Instruction
In the data below, repeat word for word everything from the line containing "[locate] the cloud" down to the line containing "x=117, y=303", including both of those lines.
== Extracted entries
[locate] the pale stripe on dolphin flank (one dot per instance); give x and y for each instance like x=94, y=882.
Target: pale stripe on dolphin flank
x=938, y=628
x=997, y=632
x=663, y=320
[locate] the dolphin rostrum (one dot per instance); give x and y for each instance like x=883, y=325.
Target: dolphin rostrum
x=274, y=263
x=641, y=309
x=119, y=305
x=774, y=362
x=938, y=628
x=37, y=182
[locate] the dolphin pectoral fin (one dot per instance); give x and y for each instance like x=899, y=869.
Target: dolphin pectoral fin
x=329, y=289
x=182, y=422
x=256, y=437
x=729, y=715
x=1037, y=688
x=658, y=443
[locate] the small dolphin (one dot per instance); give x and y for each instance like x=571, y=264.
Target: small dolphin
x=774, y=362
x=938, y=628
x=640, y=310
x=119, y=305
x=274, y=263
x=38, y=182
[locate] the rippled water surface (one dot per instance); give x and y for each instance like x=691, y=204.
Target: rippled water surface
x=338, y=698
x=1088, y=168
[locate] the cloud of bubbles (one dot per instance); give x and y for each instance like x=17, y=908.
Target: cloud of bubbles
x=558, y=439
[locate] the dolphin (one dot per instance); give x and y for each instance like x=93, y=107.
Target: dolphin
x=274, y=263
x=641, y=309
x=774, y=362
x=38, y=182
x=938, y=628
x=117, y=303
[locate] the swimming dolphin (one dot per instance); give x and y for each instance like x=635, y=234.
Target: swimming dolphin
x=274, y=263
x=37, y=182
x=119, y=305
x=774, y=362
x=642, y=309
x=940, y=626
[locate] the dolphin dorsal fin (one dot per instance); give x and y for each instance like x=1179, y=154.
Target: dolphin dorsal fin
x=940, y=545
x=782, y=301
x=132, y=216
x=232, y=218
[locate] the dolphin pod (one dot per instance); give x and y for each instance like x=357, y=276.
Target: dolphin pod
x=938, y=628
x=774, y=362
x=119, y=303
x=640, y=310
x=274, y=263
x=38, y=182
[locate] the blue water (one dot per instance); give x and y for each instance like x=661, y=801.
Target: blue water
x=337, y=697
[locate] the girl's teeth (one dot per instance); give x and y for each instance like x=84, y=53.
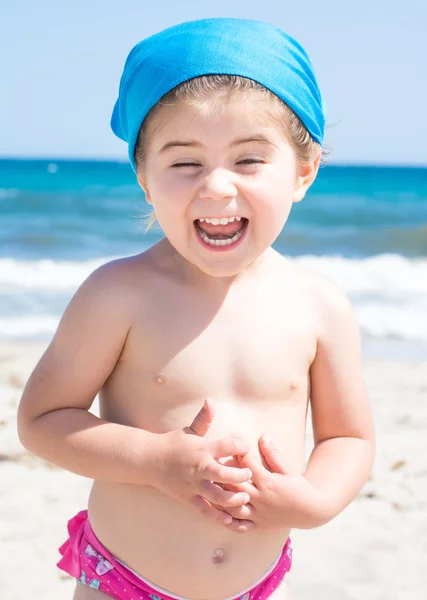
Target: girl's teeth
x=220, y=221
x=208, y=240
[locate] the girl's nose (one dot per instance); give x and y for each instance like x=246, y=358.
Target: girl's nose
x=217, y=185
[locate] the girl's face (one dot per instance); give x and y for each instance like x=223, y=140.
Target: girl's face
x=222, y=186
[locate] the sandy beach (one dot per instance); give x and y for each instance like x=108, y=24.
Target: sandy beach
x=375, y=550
====
== Extracted entries
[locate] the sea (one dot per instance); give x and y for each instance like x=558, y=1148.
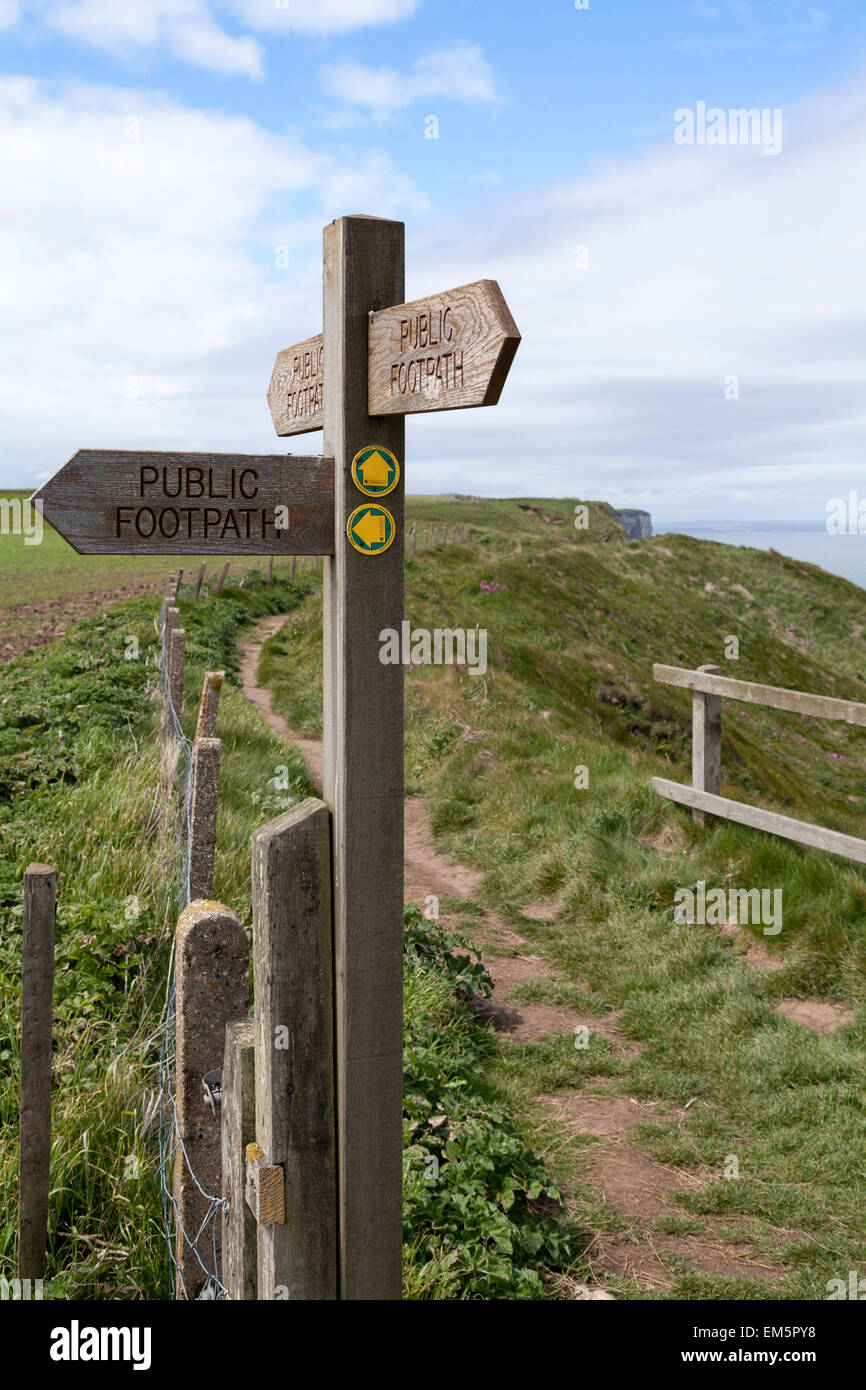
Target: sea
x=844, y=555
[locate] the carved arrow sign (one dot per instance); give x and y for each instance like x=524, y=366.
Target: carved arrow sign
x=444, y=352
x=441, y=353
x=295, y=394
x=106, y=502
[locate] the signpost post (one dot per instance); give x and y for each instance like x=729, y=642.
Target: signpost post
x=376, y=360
====
Reply
[locate] the cloud of bubbles (one dot per instance); give x and y for each instance like x=17, y=908.
Target: cloud of bubbles
x=558, y=439
[locate] the dolphin (one dot per instance); give x and y for each instance like x=93, y=107.
Target: dolphin
x=274, y=263
x=641, y=309
x=774, y=362
x=38, y=182
x=938, y=628
x=117, y=303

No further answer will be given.